Convert every line of the listing below into a Markdown table with the columns "Row" and "Listing line," numbering the rows in order and leaving out blank lines.

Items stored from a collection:

···

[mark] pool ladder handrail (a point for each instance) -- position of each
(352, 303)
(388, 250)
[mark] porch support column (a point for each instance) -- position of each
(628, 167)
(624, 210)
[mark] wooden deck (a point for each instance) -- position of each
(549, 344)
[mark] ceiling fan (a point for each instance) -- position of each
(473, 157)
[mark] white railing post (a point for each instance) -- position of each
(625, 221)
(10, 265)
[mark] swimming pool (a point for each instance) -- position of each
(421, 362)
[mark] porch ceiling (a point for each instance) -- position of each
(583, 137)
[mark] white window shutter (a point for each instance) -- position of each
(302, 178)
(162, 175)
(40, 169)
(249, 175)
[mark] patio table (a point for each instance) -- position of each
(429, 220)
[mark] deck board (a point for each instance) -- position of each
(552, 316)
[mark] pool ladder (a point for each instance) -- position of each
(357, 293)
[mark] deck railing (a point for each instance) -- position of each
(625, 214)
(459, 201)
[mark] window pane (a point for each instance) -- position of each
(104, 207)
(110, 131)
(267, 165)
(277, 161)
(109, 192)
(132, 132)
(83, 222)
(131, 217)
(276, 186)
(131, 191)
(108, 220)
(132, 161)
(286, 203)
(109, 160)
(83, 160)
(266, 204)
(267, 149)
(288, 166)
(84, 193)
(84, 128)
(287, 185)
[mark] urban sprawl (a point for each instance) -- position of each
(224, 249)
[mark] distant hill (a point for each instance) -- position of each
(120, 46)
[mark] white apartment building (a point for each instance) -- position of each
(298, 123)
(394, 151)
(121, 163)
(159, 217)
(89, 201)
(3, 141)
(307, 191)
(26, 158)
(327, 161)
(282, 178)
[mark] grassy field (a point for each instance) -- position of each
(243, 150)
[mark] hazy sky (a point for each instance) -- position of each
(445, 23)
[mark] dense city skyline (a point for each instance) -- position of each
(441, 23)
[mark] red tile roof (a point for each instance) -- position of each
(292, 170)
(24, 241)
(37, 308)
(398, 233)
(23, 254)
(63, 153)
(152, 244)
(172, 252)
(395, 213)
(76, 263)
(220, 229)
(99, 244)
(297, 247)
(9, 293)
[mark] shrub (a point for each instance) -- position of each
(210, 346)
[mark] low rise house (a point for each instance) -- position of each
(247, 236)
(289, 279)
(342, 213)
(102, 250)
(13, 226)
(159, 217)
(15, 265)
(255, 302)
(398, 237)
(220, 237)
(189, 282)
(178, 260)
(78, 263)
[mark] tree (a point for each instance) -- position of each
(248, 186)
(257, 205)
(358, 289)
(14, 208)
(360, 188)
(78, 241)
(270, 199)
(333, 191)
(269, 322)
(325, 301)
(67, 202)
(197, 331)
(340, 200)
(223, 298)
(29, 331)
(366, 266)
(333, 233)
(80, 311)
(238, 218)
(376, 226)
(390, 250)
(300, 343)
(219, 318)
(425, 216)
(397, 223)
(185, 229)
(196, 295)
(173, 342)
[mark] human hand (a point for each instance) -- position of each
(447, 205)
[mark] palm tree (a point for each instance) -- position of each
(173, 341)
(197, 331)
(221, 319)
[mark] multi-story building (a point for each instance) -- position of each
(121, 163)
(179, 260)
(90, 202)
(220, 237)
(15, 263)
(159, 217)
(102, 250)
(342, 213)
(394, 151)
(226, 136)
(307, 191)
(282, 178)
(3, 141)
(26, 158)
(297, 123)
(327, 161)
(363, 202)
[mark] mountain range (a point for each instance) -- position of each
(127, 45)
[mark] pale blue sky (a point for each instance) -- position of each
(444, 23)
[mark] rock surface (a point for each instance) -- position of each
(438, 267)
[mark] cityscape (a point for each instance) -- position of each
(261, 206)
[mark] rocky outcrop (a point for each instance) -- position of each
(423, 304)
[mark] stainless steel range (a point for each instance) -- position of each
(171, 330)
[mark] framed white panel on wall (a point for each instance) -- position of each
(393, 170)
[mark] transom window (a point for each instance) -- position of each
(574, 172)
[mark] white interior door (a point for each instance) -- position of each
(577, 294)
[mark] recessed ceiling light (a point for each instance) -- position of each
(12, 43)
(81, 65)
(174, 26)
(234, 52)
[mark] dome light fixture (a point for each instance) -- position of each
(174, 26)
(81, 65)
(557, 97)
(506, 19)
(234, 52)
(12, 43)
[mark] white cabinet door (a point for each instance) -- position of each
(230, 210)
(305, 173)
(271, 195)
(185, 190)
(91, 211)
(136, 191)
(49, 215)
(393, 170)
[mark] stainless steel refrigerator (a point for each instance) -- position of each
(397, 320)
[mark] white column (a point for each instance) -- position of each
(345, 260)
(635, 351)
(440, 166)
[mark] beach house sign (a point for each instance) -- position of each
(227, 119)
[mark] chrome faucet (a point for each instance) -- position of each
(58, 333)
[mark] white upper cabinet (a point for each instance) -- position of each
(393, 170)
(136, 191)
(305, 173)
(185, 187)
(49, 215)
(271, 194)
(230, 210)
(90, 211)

···

- WORKED SOLUTION -
| Row | Listing line |
|---|---|
| 1 | [mark] pool ladder handrail (a point for each instance) -- position of each |
| 2 | (352, 303) |
| 3 | (388, 250) |
| 4 | [mark] porch support column (a point for each instance) -- position of each |
| 5 | (628, 167) |
| 6 | (624, 210) |
| 7 | [mark] wooden deck (a point for each instance) -- position of each |
| 8 | (549, 344) |
| 9 | [mark] ceiling fan (a point for each instance) -- position of each |
| 10 | (473, 157) |
| 11 | [mark] white railing post (a point for each instance) -- position of each |
| 12 | (625, 221) |
| 13 | (10, 265) |
| 14 | [mark] swimming pool (a point for each instance) -- position of each |
| 15 | (421, 362) |
| 16 | [mark] porch ceiling (a point for each instance) -- position of each |
| 17 | (583, 137) |
| 18 | [mark] white window shutter (a point for each instance) -- position of each |
| 19 | (302, 178) |
| 20 | (162, 175) |
| 21 | (40, 169) |
| 22 | (249, 175) |
| 23 | [mark] patio table (a point for each instance) -- position of each |
| 24 | (429, 220) |
| 25 | [mark] deck board (a point for each instance) -- position of each |
| 26 | (552, 316) |
| 27 | [mark] pool ladder (a point for each instance) -- position of each |
| 28 | (357, 293) |
| 29 | [mark] deck railing (a point for each instance) -- position of each |
| 30 | (625, 214) |
| 31 | (459, 201) |
| 32 | [mark] window pane (a point for each instance) -- position of each |
| 33 | (104, 207) |
| 34 | (110, 131) |
| 35 | (267, 165) |
| 36 | (277, 161) |
| 37 | (109, 192) |
| 38 | (132, 132) |
| 39 | (83, 222) |
| 40 | (131, 217) |
| 41 | (276, 186) |
| 42 | (131, 191) |
| 43 | (108, 220) |
| 44 | (132, 161) |
| 45 | (286, 203) |
| 46 | (109, 160) |
| 47 | (83, 160) |
| 48 | (266, 204) |
| 49 | (267, 149) |
| 50 | (288, 166) |
| 51 | (84, 193) |
| 52 | (84, 128) |
| 53 | (287, 185) |
| 54 | [mark] urban sprawl (a point for each instance) -- position of each |
| 55 | (224, 249) |
| 56 | [mark] distant hill (a point for each instance) -- position of each |
| 57 | (120, 46) |
| 58 | [mark] white apartment building (a point for each instance) -- position of each |
| 59 | (298, 123) |
| 60 | (394, 151) |
| 61 | (121, 163) |
| 62 | (159, 217) |
| 63 | (89, 201) |
| 64 | (3, 141) |
| 65 | (307, 191) |
| 66 | (26, 158) |
| 67 | (327, 161) |
| 68 | (282, 178) |
| 69 | [mark] grassy field (a point for each instance) -- position of each |
| 70 | (243, 150) |
| 71 | [mark] hazy sky (a point for each instance) -- position of each |
| 72 | (445, 23) |
| 73 | [mark] dense city skyline (a point for each instance) -- position of each |
| 74 | (441, 23) |
| 75 | [mark] red tile roof (a point for each instance) -- position of each |
| 76 | (292, 170) |
| 77 | (24, 241) |
| 78 | (37, 308) |
| 79 | (398, 233) |
| 80 | (23, 254) |
| 81 | (63, 153) |
| 82 | (152, 244) |
| 83 | (172, 252) |
| 84 | (395, 213) |
| 85 | (76, 263) |
| 86 | (220, 229) |
| 87 | (99, 244) |
| 88 | (297, 247) |
| 89 | (9, 293) |
| 90 | [mark] shrub (a point for each instance) -- position of each |
| 91 | (210, 346) |
| 92 | [mark] low rise house (a point for each instance) -- position of each |
| 93 | (247, 236) |
| 94 | (289, 279) |
| 95 | (342, 213) |
| 96 | (102, 250) |
| 97 | (13, 226) |
| 98 | (159, 217) |
| 99 | (15, 265) |
| 100 | (255, 302) |
| 101 | (398, 237) |
| 102 | (220, 237) |
| 103 | (189, 282) |
| 104 | (178, 260) |
| 105 | (78, 263) |
| 106 | [mark] tree (a point for each instance) -- position of each |
| 107 | (248, 186) |
| 108 | (257, 205) |
| 109 | (358, 289) |
| 110 | (14, 208) |
| 111 | (360, 188) |
| 112 | (78, 241) |
| 113 | (270, 199) |
| 114 | (333, 191) |
| 115 | (269, 322) |
| 116 | (325, 301) |
| 117 | (67, 202) |
| 118 | (197, 331) |
| 119 | (340, 200) |
| 120 | (223, 298) |
| 121 | (29, 331) |
| 122 | (366, 266) |
| 123 | (333, 233) |
| 124 | (80, 311) |
| 125 | (238, 218) |
| 126 | (376, 226) |
| 127 | (390, 250) |
| 128 | (300, 343) |
| 129 | (219, 318) |
| 130 | (425, 216) |
| 131 | (397, 223) |
| 132 | (185, 229) |
| 133 | (196, 295) |
| 134 | (173, 342) |
| 135 | [mark] human hand (a point for each instance) -- position of each |
| 136 | (447, 205) |
| 137 | [mark] palm tree (a point for each instance) -- position of each |
| 138 | (173, 341) |
| 139 | (197, 331) |
| 140 | (221, 319) |
| 141 | [mark] multi-story building (a point for each instance) -- position of each |
| 142 | (121, 163) |
| 143 | (179, 260) |
| 144 | (90, 202) |
| 145 | (220, 237) |
| 146 | (15, 263) |
| 147 | (159, 217) |
| 148 | (102, 250) |
| 149 | (342, 213) |
| 150 | (394, 151) |
| 151 | (226, 136) |
| 152 | (307, 191) |
| 153 | (282, 178) |
| 154 | (3, 141) |
| 155 | (26, 158) |
| 156 | (297, 123) |
| 157 | (327, 161) |
| 158 | (363, 202) |
| 159 | [mark] mountain range (a point for each instance) -- position of each |
| 160 | (127, 45) |
| 161 | [mark] pale blue sky (a point for each instance) -- position of each |
| 162 | (444, 23) |
| 163 | [mark] rock surface (a point for each instance) -- position of each |
| 164 | (438, 267) |
| 165 | [mark] cityscape (a point for each instance) -- position of each |
| 166 | (261, 206) |
| 167 | [mark] rocky outcrop (a point for each instance) -- position of each |
| 168 | (423, 304) |
| 169 | [mark] stainless steel range (a point for each instance) -- position of each |
| 170 | (171, 330) |
| 171 | [mark] framed white panel on wall (a point for each instance) -- position of each |
| 172 | (393, 170) |
| 173 | [mark] transom window (a point for each instance) -- position of each |
| 174 | (574, 172) |
| 175 | [mark] white interior door (a point for each instance) -- position of each |
| 176 | (577, 294) |
| 177 | [mark] recessed ceiling light (a point for each instance) -- position of each |
| 178 | (12, 43) |
| 179 | (81, 65) |
| 180 | (174, 26) |
| 181 | (234, 52) |
| 182 | [mark] dome light fixture (a point for each instance) -- position of each |
| 183 | (174, 26) |
| 184 | (81, 65) |
| 185 | (557, 97) |
| 186 | (506, 19) |
| 187 | (234, 52) |
| 188 | (12, 43) |
| 189 | [mark] white cabinet door (a point for each instance) -- position of each |
| 190 | (230, 210) |
| 191 | (305, 173) |
| 192 | (271, 195) |
| 193 | (185, 190) |
| 194 | (91, 211) |
| 195 | (136, 191) |
| 196 | (49, 215) |
| 197 | (393, 170) |
| 198 | [mark] stainless steel refrigerator (a point for each instance) -- position of each |
| 199 | (397, 320) |
| 200 | [mark] white column (a point for each instance) -- position of each |
| 201 | (345, 260) |
| 202 | (635, 351) |
| 203 | (440, 166) |
| 204 | [mark] beach house sign (a point for each instance) -- position of each |
| 205 | (227, 119) |
| 206 | [mark] chrome faucet (a point for each instance) -- position of each |
| 207 | (58, 333) |
| 208 | [mark] white upper cabinet (a point for each instance) -- position of each |
| 209 | (393, 170) |
| 210 | (136, 191) |
| 211 | (305, 173) |
| 212 | (185, 187) |
| 213 | (49, 215) |
| 214 | (271, 194) |
| 215 | (230, 210) |
| 216 | (90, 211) |